### WHAT THE TASK REQUIRES
Locate every line in the records below that contains the word "hillside" and copy each of those lines in full.

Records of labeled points
=======
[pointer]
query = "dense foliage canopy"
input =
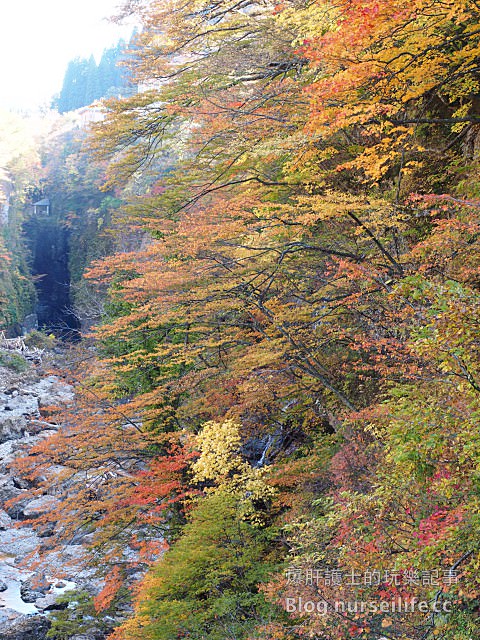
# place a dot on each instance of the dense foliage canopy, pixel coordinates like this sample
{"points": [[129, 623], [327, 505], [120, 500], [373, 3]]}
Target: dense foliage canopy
{"points": [[287, 390]]}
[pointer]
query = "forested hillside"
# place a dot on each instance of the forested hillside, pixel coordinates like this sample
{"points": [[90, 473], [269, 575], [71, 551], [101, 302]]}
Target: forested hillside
{"points": [[86, 81], [278, 436]]}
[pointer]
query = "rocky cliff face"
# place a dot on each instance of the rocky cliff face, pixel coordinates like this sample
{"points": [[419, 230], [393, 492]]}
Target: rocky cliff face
{"points": [[27, 594], [49, 246]]}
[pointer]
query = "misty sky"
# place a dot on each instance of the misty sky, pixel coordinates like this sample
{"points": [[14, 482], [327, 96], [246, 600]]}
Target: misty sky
{"points": [[39, 37]]}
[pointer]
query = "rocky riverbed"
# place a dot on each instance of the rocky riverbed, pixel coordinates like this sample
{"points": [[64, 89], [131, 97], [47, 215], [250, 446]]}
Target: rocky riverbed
{"points": [[27, 594]]}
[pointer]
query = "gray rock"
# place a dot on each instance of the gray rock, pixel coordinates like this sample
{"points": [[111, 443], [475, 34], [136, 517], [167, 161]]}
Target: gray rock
{"points": [[25, 628], [5, 521], [49, 603], [18, 543], [40, 506]]}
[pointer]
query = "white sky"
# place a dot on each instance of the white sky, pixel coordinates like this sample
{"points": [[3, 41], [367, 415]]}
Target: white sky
{"points": [[39, 37]]}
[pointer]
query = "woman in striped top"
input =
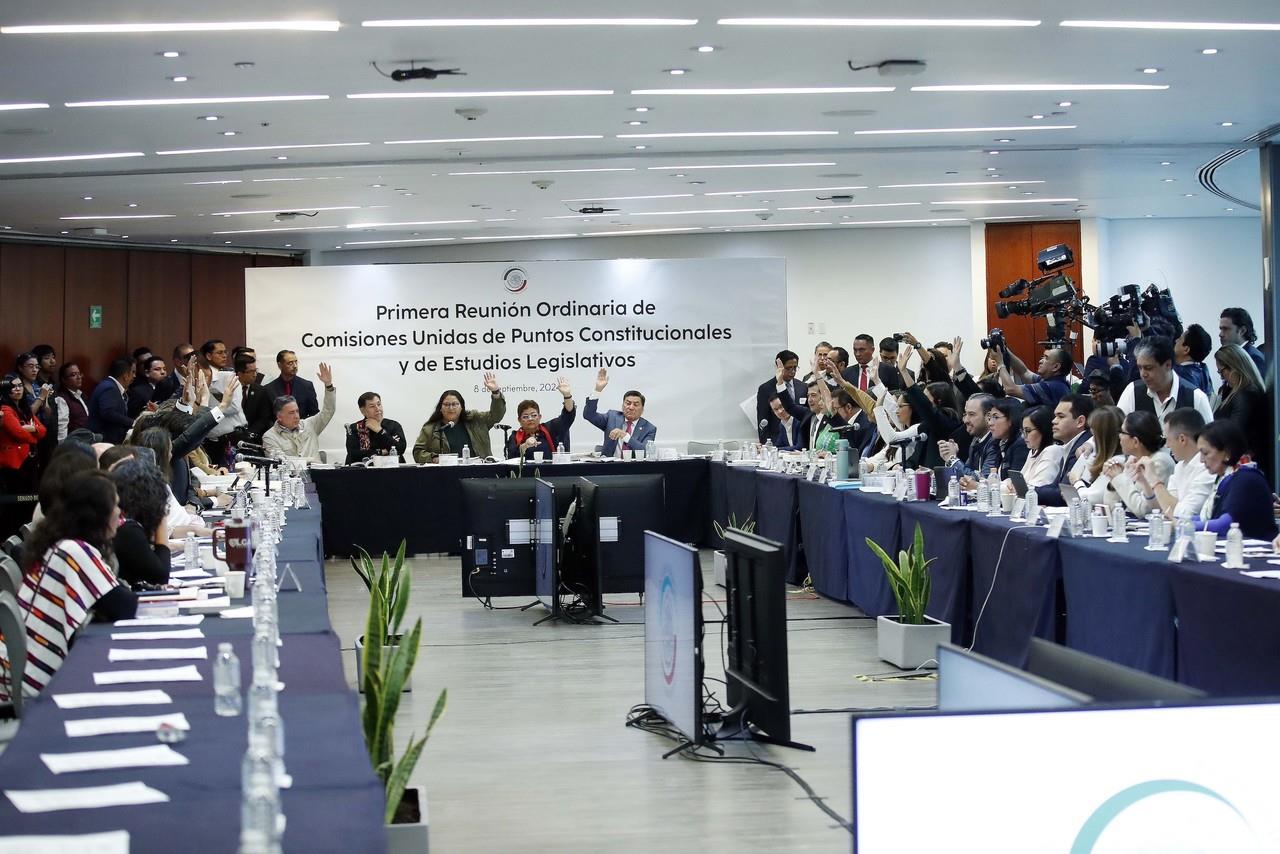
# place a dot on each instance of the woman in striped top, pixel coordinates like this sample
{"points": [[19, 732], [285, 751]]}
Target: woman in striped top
{"points": [[69, 579]]}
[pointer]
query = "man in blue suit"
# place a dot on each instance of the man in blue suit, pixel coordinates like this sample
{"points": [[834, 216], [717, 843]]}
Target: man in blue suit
{"points": [[108, 412], [625, 428]]}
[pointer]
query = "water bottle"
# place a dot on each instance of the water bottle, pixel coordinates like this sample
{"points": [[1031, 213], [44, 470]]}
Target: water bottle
{"points": [[1235, 546], [227, 697]]}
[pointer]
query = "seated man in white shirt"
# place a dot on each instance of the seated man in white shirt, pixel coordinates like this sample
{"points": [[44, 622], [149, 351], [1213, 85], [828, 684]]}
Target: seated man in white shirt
{"points": [[1161, 391], [1191, 484], [292, 435]]}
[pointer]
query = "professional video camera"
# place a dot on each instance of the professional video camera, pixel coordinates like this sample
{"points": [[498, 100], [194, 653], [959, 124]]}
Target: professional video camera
{"points": [[1151, 310]]}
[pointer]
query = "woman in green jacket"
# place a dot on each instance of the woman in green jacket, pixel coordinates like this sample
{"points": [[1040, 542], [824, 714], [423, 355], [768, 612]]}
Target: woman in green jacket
{"points": [[452, 425]]}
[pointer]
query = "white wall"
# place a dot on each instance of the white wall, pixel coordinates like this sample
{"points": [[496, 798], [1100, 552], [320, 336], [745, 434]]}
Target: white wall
{"points": [[846, 282]]}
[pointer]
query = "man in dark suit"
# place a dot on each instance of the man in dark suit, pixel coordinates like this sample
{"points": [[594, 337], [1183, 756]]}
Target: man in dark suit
{"points": [[108, 414], [288, 383], [626, 427], [1072, 429], [146, 388], [784, 380], [865, 369]]}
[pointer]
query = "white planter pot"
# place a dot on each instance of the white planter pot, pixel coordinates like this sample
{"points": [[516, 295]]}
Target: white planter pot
{"points": [[910, 647], [410, 837], [360, 665]]}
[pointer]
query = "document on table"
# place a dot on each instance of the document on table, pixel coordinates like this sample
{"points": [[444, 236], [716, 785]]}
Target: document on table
{"points": [[117, 725], [190, 620], [154, 756], [46, 800], [90, 699], [159, 654], [187, 674], [173, 634], [115, 841]]}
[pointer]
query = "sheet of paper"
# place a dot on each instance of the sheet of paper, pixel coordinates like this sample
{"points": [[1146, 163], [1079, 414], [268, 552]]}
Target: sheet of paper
{"points": [[46, 800], [114, 725], [91, 699], [151, 757], [115, 841], [187, 674], [190, 620], [184, 653], [172, 634]]}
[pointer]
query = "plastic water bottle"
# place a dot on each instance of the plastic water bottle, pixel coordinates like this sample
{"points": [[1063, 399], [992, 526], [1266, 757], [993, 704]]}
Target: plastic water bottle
{"points": [[227, 697], [1235, 546]]}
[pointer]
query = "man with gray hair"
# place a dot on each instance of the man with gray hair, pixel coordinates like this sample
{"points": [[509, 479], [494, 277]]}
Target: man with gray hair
{"points": [[292, 435]]}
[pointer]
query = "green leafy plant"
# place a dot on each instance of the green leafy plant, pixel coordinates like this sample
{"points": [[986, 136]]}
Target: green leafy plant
{"points": [[908, 578], [746, 525], [388, 663]]}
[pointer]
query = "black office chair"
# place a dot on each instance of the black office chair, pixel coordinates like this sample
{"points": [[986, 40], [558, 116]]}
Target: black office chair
{"points": [[14, 638], [10, 575]]}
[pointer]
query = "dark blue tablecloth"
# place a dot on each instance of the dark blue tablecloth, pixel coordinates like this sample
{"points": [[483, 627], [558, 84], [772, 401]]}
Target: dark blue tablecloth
{"points": [[1228, 629], [1023, 593], [822, 530], [946, 540], [876, 516], [776, 508], [1119, 603]]}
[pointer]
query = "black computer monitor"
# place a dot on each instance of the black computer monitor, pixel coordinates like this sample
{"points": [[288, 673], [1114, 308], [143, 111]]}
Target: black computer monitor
{"points": [[626, 507], [757, 621], [673, 634], [973, 683], [1102, 680], [494, 563]]}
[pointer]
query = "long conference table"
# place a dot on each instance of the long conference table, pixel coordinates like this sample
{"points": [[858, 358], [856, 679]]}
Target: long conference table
{"points": [[1196, 622], [334, 803]]}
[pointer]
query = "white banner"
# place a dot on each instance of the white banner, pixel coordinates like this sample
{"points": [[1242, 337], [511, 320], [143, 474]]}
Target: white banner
{"points": [[695, 337]]}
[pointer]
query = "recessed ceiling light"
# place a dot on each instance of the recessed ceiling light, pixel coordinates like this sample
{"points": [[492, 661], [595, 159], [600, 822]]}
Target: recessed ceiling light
{"points": [[222, 26], [62, 158], [876, 22], [264, 147], [1174, 24], [197, 101], [539, 138]]}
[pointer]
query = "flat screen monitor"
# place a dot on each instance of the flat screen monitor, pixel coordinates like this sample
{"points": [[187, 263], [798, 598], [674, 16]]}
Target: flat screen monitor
{"points": [[673, 634], [973, 683], [1102, 680], [545, 546], [757, 624], [1089, 780]]}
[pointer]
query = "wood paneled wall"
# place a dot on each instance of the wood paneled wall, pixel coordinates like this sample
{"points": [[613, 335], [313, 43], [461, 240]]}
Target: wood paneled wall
{"points": [[154, 298]]}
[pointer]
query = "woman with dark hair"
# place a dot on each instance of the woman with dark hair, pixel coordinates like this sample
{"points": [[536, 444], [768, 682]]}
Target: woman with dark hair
{"points": [[374, 435], [1242, 493], [534, 435], [452, 425], [1143, 446], [1005, 424], [1043, 456], [19, 433], [68, 576], [142, 539]]}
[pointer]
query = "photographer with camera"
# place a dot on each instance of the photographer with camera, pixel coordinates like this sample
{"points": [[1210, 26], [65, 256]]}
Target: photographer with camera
{"points": [[1159, 388]]}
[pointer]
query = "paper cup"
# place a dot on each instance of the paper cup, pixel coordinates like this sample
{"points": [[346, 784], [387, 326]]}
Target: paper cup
{"points": [[1206, 542], [236, 584]]}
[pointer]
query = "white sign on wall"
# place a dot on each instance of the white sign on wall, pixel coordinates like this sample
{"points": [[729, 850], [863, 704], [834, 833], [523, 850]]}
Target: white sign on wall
{"points": [[695, 337]]}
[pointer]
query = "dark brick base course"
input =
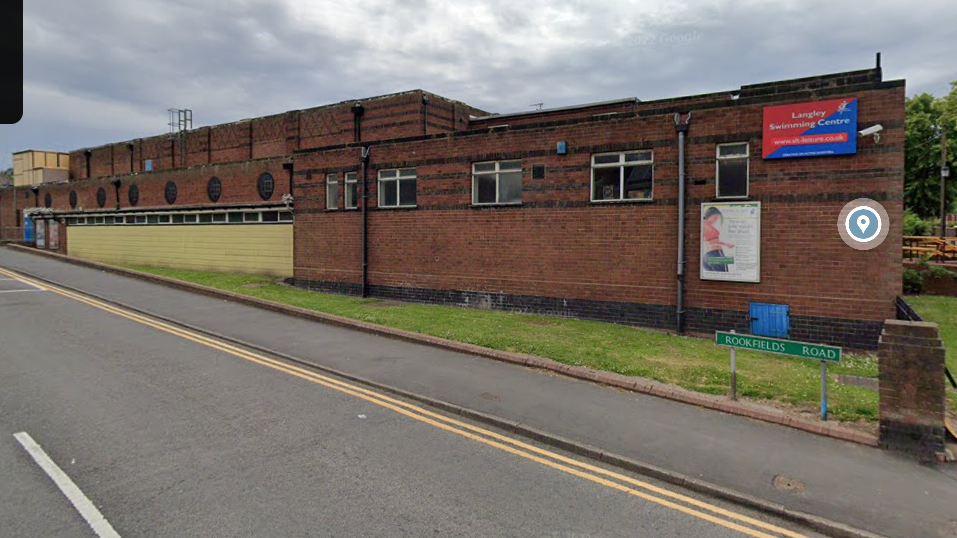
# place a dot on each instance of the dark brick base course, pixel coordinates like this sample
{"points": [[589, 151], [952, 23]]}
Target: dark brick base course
{"points": [[853, 334]]}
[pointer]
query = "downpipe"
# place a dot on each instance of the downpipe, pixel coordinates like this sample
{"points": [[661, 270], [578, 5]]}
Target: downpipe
{"points": [[365, 221], [681, 127]]}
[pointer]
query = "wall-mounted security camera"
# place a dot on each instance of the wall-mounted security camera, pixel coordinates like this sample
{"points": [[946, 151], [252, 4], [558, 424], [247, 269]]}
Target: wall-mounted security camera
{"points": [[874, 130]]}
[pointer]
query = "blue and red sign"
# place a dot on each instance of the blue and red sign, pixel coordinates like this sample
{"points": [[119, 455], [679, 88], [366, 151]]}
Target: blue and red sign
{"points": [[811, 129]]}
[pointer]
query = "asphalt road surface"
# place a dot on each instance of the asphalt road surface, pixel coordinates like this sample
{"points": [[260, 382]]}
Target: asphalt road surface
{"points": [[167, 432]]}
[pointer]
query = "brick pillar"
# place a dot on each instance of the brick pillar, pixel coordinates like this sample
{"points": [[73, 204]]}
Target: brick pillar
{"points": [[912, 396]]}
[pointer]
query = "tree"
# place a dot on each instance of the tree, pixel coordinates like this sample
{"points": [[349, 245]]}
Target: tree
{"points": [[927, 118]]}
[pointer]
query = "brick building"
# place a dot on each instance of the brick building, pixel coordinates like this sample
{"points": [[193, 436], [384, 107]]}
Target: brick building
{"points": [[571, 211]]}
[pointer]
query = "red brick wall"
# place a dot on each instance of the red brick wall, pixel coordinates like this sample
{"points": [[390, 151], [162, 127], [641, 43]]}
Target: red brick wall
{"points": [[386, 117], [558, 244], [238, 180]]}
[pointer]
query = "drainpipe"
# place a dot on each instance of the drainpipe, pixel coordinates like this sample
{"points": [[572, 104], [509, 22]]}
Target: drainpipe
{"points": [[357, 111], [116, 186], [682, 130], [425, 114], [365, 222]]}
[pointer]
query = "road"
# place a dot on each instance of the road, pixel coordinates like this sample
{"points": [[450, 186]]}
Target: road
{"points": [[169, 432]]}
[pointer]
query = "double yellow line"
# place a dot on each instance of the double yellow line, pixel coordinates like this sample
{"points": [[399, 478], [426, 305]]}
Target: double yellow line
{"points": [[625, 484]]}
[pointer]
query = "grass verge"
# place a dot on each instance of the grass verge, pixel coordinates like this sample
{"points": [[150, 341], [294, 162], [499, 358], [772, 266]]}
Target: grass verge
{"points": [[943, 312], [691, 363]]}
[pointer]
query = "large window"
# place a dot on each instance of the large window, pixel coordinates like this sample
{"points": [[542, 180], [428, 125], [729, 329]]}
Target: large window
{"points": [[332, 191], [397, 188], [622, 176], [497, 182], [731, 170], [352, 190]]}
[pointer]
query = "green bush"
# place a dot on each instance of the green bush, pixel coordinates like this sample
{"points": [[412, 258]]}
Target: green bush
{"points": [[913, 281], [914, 225]]}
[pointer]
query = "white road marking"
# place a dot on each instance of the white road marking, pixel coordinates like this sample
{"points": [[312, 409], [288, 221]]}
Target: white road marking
{"points": [[83, 505]]}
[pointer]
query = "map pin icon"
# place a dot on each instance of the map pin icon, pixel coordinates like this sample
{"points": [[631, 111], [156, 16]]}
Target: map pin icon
{"points": [[862, 222]]}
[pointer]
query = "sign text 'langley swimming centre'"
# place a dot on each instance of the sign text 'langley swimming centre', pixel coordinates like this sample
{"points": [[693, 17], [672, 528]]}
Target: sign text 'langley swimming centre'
{"points": [[813, 129]]}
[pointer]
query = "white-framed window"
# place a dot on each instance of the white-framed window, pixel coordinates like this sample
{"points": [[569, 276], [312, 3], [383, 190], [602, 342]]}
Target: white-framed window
{"points": [[332, 191], [497, 182], [622, 176], [352, 190], [731, 170], [397, 187]]}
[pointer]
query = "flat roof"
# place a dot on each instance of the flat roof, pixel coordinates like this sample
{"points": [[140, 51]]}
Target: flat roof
{"points": [[557, 109]]}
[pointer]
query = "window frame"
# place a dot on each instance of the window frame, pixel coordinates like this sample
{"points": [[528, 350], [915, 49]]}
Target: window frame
{"points": [[332, 180], [348, 182], [621, 164], [747, 170], [497, 172], [398, 191]]}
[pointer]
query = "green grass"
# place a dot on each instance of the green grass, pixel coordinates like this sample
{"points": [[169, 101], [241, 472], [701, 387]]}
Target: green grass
{"points": [[943, 312], [692, 363]]}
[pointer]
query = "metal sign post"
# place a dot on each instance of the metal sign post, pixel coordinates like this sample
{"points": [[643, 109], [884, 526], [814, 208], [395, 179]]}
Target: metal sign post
{"points": [[823, 390], [819, 352], [734, 372]]}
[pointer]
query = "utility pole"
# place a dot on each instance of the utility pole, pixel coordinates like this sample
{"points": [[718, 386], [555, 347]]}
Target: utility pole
{"points": [[944, 172]]}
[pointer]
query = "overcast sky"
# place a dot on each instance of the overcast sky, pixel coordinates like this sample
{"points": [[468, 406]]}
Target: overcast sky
{"points": [[98, 71]]}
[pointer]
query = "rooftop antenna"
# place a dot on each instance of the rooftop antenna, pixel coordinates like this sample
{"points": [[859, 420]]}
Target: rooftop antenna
{"points": [[180, 121]]}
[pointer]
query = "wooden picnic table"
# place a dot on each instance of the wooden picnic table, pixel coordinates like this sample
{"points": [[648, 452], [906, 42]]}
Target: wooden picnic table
{"points": [[938, 248]]}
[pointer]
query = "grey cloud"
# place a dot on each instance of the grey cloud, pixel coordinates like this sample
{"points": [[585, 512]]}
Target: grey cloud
{"points": [[103, 70]]}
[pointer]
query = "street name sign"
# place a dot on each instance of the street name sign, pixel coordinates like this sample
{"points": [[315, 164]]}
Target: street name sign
{"points": [[791, 348]]}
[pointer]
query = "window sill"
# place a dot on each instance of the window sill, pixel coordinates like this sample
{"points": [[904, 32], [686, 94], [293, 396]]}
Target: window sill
{"points": [[628, 201], [483, 206]]}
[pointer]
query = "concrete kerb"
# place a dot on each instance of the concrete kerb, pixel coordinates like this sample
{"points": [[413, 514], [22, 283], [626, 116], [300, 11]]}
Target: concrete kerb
{"points": [[818, 524], [644, 386]]}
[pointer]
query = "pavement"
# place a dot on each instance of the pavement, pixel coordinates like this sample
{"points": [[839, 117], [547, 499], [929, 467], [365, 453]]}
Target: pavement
{"points": [[856, 485]]}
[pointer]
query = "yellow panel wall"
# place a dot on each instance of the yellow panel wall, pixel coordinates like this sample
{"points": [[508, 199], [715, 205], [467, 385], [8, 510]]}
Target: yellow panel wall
{"points": [[235, 248]]}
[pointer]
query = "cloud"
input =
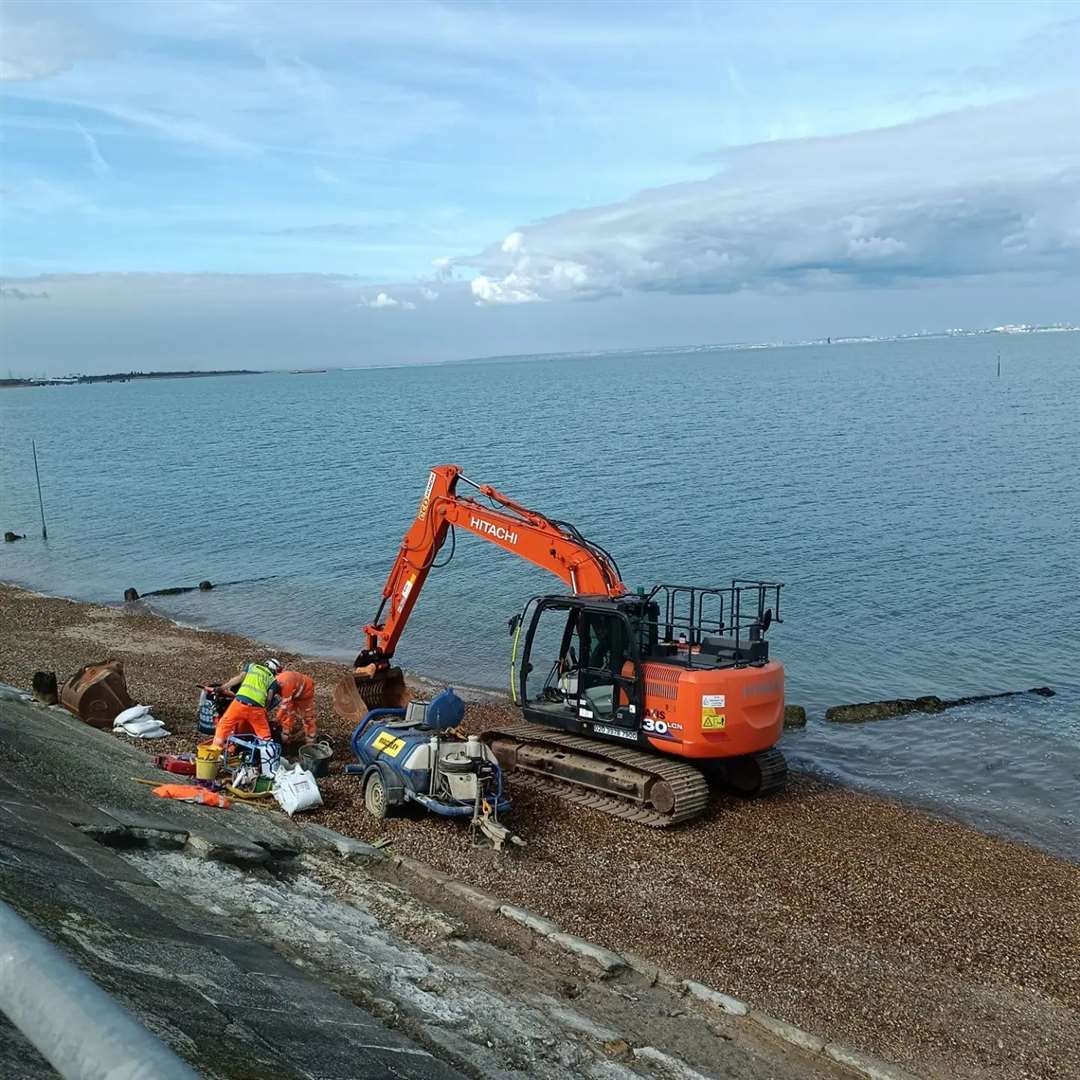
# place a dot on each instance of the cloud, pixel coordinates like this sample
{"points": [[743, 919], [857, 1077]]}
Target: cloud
=======
### RESULT
query = "forested hillside"
# place a dot on each instance of the forested hillside, pixel coordinates like this sample
Target: forested hillside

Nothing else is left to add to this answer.